WORK REQUEST - Would you set down the data below exactly as shown?
--------------------------------
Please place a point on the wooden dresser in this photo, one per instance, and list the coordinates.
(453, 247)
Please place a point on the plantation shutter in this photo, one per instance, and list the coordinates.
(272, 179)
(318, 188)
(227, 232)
--------------------------------
ANSWER BOX -
Please place a point on the wooden dresser in this photo, one per instance, and list the coordinates.
(453, 247)
Please place a point on the plantation shutter in this photo, one per instance, and list the coordinates.
(272, 179)
(318, 188)
(227, 232)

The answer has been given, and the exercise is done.